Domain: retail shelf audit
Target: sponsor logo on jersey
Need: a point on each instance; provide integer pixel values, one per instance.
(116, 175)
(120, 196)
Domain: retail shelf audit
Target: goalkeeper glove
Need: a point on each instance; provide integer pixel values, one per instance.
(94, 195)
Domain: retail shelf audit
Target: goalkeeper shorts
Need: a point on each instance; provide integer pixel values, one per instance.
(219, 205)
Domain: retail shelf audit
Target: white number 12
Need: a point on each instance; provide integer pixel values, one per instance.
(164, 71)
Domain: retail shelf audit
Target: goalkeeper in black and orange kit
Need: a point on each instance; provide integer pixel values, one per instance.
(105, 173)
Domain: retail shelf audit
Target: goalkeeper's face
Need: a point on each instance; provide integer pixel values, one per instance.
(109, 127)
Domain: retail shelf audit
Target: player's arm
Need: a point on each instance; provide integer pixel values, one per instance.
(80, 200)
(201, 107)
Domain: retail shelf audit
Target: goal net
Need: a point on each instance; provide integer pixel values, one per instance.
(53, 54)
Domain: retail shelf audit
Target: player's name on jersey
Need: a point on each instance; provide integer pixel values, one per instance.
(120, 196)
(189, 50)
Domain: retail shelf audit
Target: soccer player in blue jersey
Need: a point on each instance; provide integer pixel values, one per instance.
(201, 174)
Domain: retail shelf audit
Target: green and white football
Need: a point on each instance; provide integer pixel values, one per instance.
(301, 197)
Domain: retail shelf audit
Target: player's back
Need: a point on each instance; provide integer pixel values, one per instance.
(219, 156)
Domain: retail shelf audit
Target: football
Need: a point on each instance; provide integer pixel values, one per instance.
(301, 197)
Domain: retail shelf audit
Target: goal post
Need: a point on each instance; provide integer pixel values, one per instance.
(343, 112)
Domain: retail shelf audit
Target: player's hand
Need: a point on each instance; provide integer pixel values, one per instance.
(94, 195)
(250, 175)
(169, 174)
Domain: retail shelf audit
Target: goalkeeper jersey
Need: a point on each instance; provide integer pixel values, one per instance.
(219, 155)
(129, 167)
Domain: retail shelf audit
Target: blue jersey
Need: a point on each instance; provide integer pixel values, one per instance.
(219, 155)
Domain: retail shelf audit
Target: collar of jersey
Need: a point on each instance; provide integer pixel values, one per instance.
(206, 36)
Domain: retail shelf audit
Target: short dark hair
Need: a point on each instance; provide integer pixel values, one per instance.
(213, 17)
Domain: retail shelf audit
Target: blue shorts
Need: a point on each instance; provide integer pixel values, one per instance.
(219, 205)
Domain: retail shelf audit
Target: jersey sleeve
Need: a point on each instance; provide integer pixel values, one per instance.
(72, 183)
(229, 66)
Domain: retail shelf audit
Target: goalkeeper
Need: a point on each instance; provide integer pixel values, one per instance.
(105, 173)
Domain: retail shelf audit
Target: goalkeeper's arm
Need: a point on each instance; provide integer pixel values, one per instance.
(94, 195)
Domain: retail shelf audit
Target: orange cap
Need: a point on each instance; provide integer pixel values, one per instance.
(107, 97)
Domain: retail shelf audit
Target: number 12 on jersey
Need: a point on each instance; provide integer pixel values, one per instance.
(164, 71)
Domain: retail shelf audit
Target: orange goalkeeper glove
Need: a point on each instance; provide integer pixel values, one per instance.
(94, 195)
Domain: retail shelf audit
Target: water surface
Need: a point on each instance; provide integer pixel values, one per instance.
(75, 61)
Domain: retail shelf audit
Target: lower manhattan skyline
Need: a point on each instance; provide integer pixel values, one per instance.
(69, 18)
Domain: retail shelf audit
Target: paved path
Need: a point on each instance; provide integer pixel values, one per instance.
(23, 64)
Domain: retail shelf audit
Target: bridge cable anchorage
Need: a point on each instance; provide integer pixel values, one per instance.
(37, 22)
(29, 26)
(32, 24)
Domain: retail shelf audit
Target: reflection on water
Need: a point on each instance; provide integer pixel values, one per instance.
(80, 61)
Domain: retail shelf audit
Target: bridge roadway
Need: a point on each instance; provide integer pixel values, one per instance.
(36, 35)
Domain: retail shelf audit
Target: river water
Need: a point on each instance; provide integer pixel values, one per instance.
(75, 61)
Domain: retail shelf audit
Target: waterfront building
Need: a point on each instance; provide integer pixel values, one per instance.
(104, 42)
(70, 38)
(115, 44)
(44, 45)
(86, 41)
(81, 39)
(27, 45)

========================================================================

**What to produce:** Give back exactly the lines above, from the line containing "Target: player's hand" through the line containing "Target: number 12 on jersey", with both end lines and nothing more.

**Expected output:**
Target: player's hand
Need: a point on each instance; provide integer pixel values, one per instance.
(94, 195)
(250, 175)
(169, 174)
Domain: retail shelf audit
Target: goalkeeper jersey
Need: a point on each instance; provide integer pixel values, one per instance.
(219, 155)
(129, 167)
Domain: retail shelf audit
Target: blue jersey
Need: a point on each instance; provide integer pixel values, one per instance.
(219, 155)
Domain: retail shelf audit
Target: collar of jersey
Need: a point on each instance; provide integer pixel values, one per instance.
(206, 36)
Domain: retail shelf audit
Target: short dark hair
Need: a point on each instance; provide integer pixel values, one per instance.
(213, 17)
Domain: retail shelf audit
Target: blue shorts
Need: a point on each instance; provide integer pixel values, one per instance.
(219, 205)
Domain: retail shelf audit
Target: jersey sleeve
Need: a point on each instance; provide integer pixel values, one per instance.
(72, 183)
(229, 66)
Domain: retail shelf audit
Target: goalkeeper
Need: a point on each instance; provide integer pixel values, one per instance.
(105, 173)
Domain: retail shelf audit
Target: goalkeeper's arm
Need: a point on each instance; provide integer pixel values, one per instance.
(94, 195)
Domain: retail shelf audit
Target: orange cap
Need: a point on each instance; provide integer pixel values, one per instance.
(107, 97)
Domain: retail shelf audit
Target: number 12 on jersey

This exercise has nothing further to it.